_Description of the task_. Convert every line of the entries below into a single numbered list, omitting any blank lines.

_Source records_.

□ □ □ □

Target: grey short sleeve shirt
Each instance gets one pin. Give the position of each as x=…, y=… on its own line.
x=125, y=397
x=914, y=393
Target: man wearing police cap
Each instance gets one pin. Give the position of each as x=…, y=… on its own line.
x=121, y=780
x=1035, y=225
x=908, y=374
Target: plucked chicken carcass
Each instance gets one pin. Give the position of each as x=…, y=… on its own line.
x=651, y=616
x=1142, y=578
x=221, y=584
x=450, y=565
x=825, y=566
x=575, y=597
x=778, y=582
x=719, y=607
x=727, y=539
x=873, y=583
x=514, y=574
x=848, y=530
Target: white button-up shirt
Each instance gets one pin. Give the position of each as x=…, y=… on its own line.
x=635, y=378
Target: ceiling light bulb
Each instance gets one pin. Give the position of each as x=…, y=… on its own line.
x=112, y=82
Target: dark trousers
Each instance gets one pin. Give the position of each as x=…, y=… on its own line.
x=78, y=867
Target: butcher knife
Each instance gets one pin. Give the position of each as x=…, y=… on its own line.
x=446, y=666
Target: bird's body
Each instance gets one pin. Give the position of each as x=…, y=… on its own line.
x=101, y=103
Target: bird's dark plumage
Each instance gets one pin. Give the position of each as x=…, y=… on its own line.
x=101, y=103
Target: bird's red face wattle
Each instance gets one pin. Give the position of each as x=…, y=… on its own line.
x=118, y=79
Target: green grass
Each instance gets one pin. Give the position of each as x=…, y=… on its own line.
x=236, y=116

□ □ □ □

_Completed task_.
1. Target: grey short sleeve shirt
2. Each instance gets one pin. Give the position of each as x=…, y=… on its own line.
3. x=125, y=397
4. x=914, y=393
5. Target: man wearing police cap
6. Each instance gets one pin. Give the position of each as x=…, y=… on its own line.
7. x=121, y=780
8. x=1035, y=225
9. x=908, y=374
10. Target: plucked chicken carcass
11. Each instance gets one pin. Give the position of each as x=…, y=… on its own line.
12. x=651, y=616
13. x=1142, y=578
14. x=221, y=584
15. x=450, y=565
16. x=825, y=566
17. x=575, y=597
18. x=778, y=582
19. x=719, y=607
20. x=727, y=539
21. x=873, y=583
22. x=514, y=574
23. x=848, y=530
24. Target: white button-up shirt
25. Each instance gets one pin. Give the position of each as x=…, y=… on its own line.
26. x=635, y=378
27. Target: ceiling light bulb
28. Each instance gets one pin. Give the position of each as x=…, y=… on its own line.
29. x=112, y=82
30. Target: dark trousers
31. Each instance gets one pin. Give the position of each as x=…, y=… on its own line.
32. x=78, y=867
33. Target: butcher knife
34. Each instance gets one pin. Give the position of each as x=…, y=… on its own line.
35. x=446, y=666
36. Target: bird's body
37. Each instance gets one pin. Give the position of each as x=…, y=… on its own line.
38. x=101, y=103
39. Target: bird's dark plumage
40. Each instance gets one pin. Give the position of each as x=…, y=… on its own line.
41. x=101, y=103
42. Target: bird's red face wattle
43. Each instance gets one pin. Give the position of each as x=…, y=… on its own line.
44. x=118, y=79
45. Target: green grass
46. Each instance gets one pin. Give the position of each as x=…, y=… on its own line.
47. x=236, y=116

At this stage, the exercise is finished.